> DOCUMENT EXCERPT
= = =

A  variable $$X$$ takes values $$0, 0, 2, 6, 12, 20, \ldots, n(n-1)$$ with frequencies $${^{n} C_{0}}, {^{n} C_{1}}, {^{n} C_{2}}, \ldots, {^{n} C_{n}}$$ respectively. If the mean of the data is 60, then the median is :

The random variable $$X$$ assumes the values
$$0,\,0,\,2,\,6,\,12,\,20,\ldots ,\,n(n-1)$$
corresponding to $$k = 0,1,2,\ldots ,n$$ where in general

$$X = k(k-1)\qquad (k = 0,1,2,\ldots ,n)$$

The frequency attached to the value $$k(k-1)$$ is the binomial coefficient $$\binom{n}{k}$$.
Hence the total number of observations is

$$N = \sum_{k=0}^{n}\binom{n}{k}=2^{\,n}$$

Therefore the probability (relative frequency) of getting the value $$k(k-1)$$ is

$$P(X = k(k-1))=\frac{\binom{n}{k}}{2^{\,n}}$$

This is exactly the distribution of a Binomial random variable $$K$$ with parameters $$n$$ and $$p=\tfrac12$$, observed through the transformation $$X=K(K-1)$$.

1. Determination of $$n$$ from the mean

The given mean of $$X$$ is 60. Using the binomial properties,

$$E[X]=E\bigl[K(K-1)\bigr]=n(n-1)p^{2}$$

because for a binomial random variable $$K\sim\text{Bin}(n,p)$$ we have
$$E\bigl[K(K-1)\bigr]=n(n-1)p^{2}$$.

= = =

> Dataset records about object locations
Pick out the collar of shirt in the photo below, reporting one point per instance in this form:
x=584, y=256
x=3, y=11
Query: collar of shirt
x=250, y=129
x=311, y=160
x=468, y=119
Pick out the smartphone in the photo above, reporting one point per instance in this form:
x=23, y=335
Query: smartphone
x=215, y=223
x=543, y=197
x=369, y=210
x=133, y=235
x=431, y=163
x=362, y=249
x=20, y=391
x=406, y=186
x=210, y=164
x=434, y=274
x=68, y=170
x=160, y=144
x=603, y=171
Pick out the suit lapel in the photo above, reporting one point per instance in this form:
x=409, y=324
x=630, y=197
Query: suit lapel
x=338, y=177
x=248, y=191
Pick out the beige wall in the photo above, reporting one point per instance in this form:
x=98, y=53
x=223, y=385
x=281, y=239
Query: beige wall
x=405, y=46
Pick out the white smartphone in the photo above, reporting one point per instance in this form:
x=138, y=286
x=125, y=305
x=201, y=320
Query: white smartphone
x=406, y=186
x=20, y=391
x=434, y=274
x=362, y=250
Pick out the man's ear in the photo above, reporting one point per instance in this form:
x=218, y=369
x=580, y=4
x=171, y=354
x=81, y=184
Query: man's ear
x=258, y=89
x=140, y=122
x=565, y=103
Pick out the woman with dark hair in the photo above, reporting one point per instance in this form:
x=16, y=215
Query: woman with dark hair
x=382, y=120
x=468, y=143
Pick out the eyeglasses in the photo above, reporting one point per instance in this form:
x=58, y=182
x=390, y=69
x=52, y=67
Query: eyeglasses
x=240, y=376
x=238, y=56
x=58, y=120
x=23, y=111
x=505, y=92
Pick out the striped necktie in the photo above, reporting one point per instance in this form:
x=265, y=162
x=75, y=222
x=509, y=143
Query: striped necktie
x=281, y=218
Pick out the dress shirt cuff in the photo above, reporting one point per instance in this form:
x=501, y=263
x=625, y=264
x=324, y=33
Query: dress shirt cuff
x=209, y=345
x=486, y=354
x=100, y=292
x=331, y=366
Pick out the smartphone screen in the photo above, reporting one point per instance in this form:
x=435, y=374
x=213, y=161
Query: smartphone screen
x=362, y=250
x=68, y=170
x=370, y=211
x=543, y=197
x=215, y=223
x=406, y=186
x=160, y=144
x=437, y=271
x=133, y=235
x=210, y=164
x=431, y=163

= = =

> YOUR OBJECTIVE
In the worked problem on the variable X, list the distinct numbers X takes that are written out before the ellipsis.

> RESULT OF THE EXERCISE
0, 2, 6, 12, 20